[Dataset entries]

'''

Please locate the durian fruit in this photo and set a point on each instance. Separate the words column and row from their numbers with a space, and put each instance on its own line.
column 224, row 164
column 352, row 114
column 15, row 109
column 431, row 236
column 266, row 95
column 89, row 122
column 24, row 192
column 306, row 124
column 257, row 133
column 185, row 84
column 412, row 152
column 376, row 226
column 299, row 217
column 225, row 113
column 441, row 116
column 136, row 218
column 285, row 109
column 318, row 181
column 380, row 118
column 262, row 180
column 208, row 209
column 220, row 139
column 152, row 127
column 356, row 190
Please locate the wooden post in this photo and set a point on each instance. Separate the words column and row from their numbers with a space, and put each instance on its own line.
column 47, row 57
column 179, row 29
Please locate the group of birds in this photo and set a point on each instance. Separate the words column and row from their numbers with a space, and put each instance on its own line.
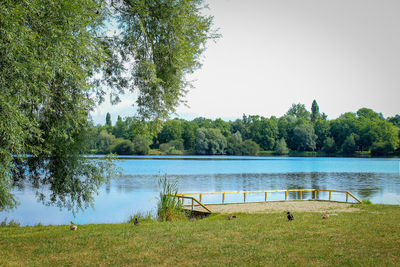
column 74, row 227
column 291, row 216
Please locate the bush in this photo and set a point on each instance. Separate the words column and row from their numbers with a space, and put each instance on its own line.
column 165, row 147
column 177, row 144
column 249, row 147
column 123, row 147
column 281, row 147
column 349, row 145
column 173, row 151
column 168, row 208
column 381, row 148
column 329, row 146
column 141, row 146
column 11, row 223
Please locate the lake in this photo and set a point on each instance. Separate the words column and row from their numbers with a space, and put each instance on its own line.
column 375, row 179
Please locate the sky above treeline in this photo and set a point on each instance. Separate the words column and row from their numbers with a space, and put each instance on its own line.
column 273, row 53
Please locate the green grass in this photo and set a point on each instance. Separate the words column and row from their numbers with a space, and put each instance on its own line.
column 370, row 237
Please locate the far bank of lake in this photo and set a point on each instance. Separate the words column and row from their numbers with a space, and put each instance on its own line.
column 375, row 179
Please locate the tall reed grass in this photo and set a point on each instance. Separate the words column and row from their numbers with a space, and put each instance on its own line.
column 168, row 208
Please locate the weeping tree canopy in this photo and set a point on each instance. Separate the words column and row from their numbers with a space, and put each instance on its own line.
column 57, row 62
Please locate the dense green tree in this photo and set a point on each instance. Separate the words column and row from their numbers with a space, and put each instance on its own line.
column 223, row 126
column 239, row 126
column 342, row 127
column 122, row 147
column 329, row 146
column 234, row 144
column 315, row 115
column 281, row 147
column 189, row 134
column 210, row 141
column 120, row 130
column 108, row 120
column 304, row 137
column 368, row 113
column 172, row 130
column 381, row 148
column 263, row 131
column 249, row 148
column 137, row 128
column 286, row 126
column 203, row 122
column 141, row 145
column 322, row 130
column 349, row 146
column 50, row 54
column 395, row 120
column 104, row 142
column 299, row 111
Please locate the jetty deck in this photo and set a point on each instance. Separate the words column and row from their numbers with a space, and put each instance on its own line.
column 313, row 204
column 281, row 206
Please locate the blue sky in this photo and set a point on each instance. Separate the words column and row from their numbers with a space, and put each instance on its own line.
column 343, row 53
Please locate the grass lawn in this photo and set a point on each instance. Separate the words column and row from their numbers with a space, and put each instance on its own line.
column 369, row 237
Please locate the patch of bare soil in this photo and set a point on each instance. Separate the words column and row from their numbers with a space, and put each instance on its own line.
column 279, row 206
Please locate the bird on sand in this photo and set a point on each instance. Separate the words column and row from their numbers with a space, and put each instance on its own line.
column 73, row 227
column 290, row 216
column 325, row 216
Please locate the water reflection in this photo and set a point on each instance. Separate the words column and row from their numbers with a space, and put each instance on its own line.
column 134, row 193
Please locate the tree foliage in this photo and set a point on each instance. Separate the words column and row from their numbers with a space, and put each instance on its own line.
column 210, row 142
column 56, row 60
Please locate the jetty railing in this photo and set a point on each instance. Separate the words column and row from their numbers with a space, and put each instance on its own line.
column 181, row 198
column 266, row 192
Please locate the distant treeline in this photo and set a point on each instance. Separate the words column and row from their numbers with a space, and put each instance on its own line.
column 299, row 130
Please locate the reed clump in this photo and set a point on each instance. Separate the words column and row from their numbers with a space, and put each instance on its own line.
column 168, row 208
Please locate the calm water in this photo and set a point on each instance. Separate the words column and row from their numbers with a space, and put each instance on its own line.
column 136, row 191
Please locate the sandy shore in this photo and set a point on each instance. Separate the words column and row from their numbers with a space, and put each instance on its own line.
column 281, row 206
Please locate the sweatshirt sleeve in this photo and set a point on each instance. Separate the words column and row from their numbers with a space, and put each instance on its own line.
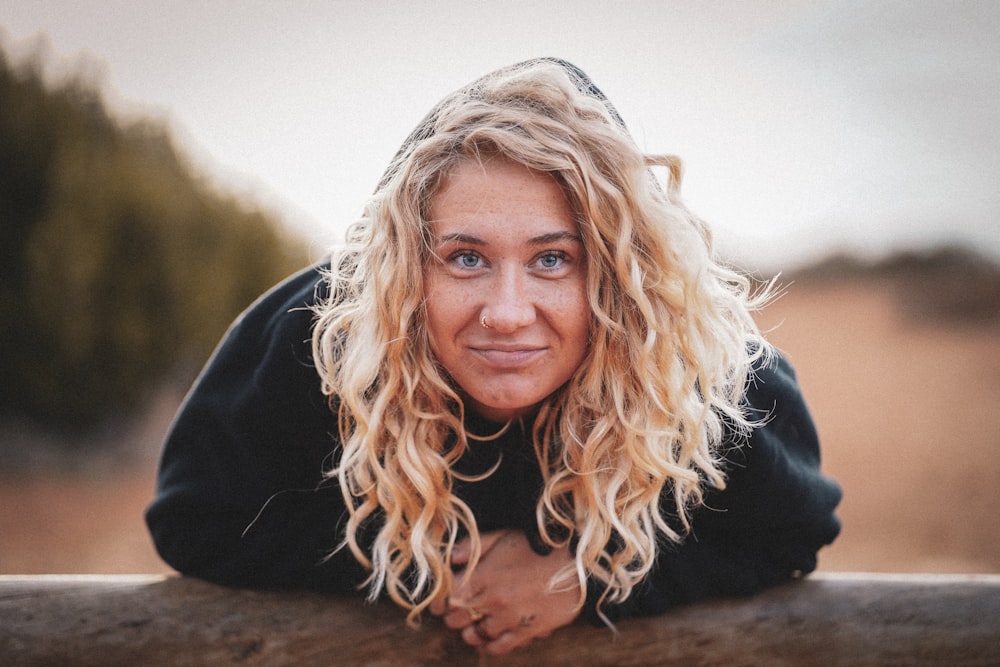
column 241, row 498
column 765, row 527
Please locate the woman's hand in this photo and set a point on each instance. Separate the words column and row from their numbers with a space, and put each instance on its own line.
column 506, row 601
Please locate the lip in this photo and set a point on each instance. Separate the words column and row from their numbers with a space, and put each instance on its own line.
column 508, row 356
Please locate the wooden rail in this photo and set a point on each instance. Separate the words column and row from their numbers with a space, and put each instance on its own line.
column 827, row 619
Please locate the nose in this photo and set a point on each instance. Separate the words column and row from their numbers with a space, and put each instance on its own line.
column 510, row 304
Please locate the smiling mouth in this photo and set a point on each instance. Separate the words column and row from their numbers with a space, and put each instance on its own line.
column 508, row 357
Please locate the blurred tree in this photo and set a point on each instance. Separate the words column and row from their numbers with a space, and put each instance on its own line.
column 120, row 265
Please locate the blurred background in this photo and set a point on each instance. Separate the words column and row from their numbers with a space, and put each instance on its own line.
column 162, row 164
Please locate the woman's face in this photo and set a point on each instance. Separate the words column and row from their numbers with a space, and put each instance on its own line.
column 508, row 252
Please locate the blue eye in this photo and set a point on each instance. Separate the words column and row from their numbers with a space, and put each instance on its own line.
column 551, row 260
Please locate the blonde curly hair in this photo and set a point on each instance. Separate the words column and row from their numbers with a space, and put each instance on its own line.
column 627, row 448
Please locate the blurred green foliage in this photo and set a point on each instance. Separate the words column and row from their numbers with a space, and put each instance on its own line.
column 120, row 265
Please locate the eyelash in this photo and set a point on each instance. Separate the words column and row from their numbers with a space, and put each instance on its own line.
column 458, row 257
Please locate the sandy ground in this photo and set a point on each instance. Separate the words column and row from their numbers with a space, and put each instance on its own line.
column 907, row 413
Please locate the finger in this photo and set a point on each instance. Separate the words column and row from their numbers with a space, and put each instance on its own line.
column 476, row 634
column 439, row 606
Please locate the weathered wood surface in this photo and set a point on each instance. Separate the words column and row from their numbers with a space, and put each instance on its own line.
column 829, row 619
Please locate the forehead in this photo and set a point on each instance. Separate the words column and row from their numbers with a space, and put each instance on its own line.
column 498, row 190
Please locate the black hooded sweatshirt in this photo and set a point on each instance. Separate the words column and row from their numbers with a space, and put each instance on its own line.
column 241, row 499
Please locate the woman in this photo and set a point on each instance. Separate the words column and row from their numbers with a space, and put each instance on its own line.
column 523, row 391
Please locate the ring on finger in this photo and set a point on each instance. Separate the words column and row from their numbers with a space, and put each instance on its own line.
column 481, row 632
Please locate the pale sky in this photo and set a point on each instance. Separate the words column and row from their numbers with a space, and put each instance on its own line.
column 805, row 126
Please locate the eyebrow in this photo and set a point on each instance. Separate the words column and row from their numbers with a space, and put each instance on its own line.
column 544, row 239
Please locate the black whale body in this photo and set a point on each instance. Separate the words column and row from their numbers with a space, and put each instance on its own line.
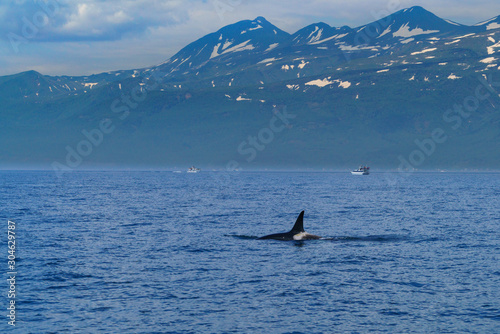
column 296, row 233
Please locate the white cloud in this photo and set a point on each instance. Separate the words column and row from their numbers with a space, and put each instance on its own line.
column 95, row 35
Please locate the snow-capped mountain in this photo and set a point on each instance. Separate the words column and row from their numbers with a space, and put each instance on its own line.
column 235, row 41
column 358, row 92
column 319, row 33
column 491, row 24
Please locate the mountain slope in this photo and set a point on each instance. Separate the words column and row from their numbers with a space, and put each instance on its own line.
column 354, row 95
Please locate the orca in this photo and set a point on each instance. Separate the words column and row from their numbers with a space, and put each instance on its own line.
column 296, row 233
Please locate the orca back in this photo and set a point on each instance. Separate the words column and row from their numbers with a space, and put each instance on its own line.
column 299, row 224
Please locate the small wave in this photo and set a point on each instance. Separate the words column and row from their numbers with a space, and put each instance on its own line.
column 243, row 237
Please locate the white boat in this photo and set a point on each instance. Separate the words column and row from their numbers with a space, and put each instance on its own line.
column 193, row 169
column 362, row 170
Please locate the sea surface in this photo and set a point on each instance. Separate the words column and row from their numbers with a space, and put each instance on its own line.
column 163, row 252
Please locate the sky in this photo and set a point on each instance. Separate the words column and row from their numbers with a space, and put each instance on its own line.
column 83, row 37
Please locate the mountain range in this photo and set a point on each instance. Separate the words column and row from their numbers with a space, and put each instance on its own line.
column 410, row 91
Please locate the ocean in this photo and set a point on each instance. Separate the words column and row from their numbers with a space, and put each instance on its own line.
column 163, row 252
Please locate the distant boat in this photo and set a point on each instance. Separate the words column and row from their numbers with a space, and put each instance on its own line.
column 362, row 170
column 193, row 169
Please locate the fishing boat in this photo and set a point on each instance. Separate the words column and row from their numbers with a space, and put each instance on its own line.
column 362, row 170
column 193, row 169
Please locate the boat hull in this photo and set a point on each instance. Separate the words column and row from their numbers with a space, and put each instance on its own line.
column 360, row 173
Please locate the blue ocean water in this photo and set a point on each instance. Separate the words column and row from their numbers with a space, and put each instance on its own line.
column 160, row 252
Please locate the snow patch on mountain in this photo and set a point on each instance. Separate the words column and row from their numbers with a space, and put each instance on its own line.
column 488, row 60
column 325, row 82
column 492, row 26
column 405, row 31
column 423, row 51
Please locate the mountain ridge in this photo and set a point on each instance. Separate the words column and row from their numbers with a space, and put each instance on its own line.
column 363, row 94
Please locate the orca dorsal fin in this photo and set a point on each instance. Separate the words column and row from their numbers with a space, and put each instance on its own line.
column 299, row 224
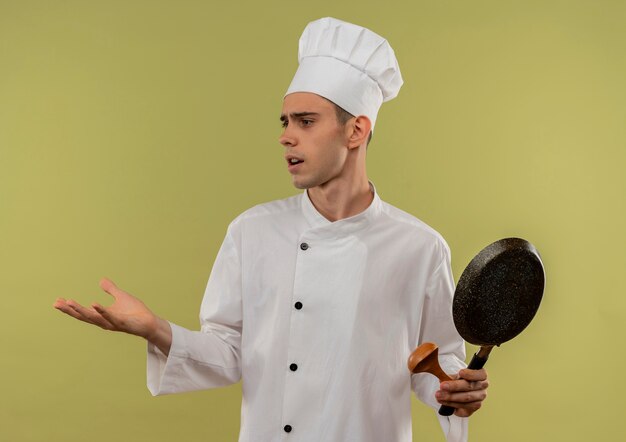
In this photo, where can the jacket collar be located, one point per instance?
(343, 226)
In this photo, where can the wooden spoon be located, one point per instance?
(424, 359)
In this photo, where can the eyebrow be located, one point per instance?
(284, 118)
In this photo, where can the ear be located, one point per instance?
(360, 129)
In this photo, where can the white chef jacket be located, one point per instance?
(318, 319)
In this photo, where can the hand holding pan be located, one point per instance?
(497, 296)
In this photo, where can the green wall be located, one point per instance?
(132, 132)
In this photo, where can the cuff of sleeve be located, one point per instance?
(454, 427)
(161, 369)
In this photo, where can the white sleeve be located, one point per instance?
(438, 327)
(210, 357)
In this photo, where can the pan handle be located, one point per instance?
(476, 363)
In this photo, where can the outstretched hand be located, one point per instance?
(466, 393)
(127, 314)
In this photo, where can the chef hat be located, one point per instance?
(347, 64)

'''

Aim of the exercise: Locate the line that contains "In this photo, where can the chef", then please quote it and every line after it to the end of the entries above, exactly and with nothing else.

Answer to the exercise:
In this photo, where can the chef hat be located, one point per instance?
(347, 64)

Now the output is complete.